§ **Requirements**: Reproduce verbatim the portion of the multinomial logistic regression excerpt that opens with the words containing "A particular highlight" and closes with "some other ones?".

--- BEGIN Page excerpt ---

What if our response is nominal and has more than two categories? In that case, let us suppose that a given discrete nominal response \(Y_i\) has categories \(1, 2, \dots, m\).

Important

Categories \(1, 2, \dots, m\) are merely labels here. Thus, they do not implicate an ordinal scale.

This regression approach assumes a Multinomial distribution where \(p_{i,1}, p_{i,2}, \dots, p_{i,m}\) are the probabilities that \(Y_i\) will belong to categories \(1, 2, \dots, m\) respectively; i.e.,

\[ P(Y_i = 1) = p_{i,1} \;\;\;\; P(Y_i = 2) = p_{i,2} \;\; \dots \;\; P(Y_i = m) = p_{i,m}, \]

where

\[ \sum_{j = 1}^m p_{i,j} = p_{i,1} + p_{i,2} + \dots + p_{i,m} = 1. \]

Important

A particular highlight is that the Binomial distribution is the special Multinomial case when \(m = 2\).

The Multinomial Logistic regression also models the logarithm of the odds. However, only one logarithm of the odds (or logit) will not be enough anymore. Recall we can capture the odds between two categories with a single logit function. What about adding some other ones?

--- END Page excerpt ---
--- BEGIN Provided material ---

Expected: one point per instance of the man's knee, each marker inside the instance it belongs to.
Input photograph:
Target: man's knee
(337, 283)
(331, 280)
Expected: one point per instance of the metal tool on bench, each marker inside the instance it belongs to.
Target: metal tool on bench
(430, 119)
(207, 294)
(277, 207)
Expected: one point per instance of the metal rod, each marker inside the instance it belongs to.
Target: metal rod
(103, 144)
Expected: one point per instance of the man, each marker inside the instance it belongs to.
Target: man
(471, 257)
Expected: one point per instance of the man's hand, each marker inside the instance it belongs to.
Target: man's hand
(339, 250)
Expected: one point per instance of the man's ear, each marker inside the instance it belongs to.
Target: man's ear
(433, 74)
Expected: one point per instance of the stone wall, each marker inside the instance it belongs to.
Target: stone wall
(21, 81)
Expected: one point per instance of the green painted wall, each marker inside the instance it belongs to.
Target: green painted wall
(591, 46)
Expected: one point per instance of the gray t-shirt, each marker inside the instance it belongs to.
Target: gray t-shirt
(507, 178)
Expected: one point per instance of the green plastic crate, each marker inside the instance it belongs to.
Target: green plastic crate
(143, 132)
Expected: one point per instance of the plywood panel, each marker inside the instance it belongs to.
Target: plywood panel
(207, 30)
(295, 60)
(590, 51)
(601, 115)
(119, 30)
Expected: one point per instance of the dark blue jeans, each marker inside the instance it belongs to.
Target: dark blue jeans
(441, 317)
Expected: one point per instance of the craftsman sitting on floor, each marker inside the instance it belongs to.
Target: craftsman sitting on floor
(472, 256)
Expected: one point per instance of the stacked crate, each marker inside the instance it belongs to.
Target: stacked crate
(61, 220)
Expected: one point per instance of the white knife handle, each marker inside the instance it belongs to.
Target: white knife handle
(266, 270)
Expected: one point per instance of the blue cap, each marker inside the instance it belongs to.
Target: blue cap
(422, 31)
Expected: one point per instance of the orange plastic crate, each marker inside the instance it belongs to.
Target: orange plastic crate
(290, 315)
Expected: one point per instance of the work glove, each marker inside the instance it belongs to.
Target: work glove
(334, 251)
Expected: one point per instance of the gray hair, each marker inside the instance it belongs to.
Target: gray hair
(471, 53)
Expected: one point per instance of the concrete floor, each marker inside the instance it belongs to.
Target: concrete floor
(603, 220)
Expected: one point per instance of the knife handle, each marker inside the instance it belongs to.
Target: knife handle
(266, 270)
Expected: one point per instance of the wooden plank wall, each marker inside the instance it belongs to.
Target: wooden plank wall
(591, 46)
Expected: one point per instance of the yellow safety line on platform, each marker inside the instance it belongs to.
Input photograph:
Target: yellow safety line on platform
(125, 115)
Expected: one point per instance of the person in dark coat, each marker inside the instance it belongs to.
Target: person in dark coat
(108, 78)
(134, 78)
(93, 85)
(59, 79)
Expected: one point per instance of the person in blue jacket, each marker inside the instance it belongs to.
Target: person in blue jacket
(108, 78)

--- END Provided material ---

§ **Finished answer**:
A particular highlight is that the Binomial distribution is the special Multinomial case when \(m = 2\).

The Multinomial Logistic regression also models the logarithm of the odds. However, only one logarithm of the odds (or logit) will not be enough anymore. Recall we can capture the odds between two categories with a single logit function. What about adding some other ones?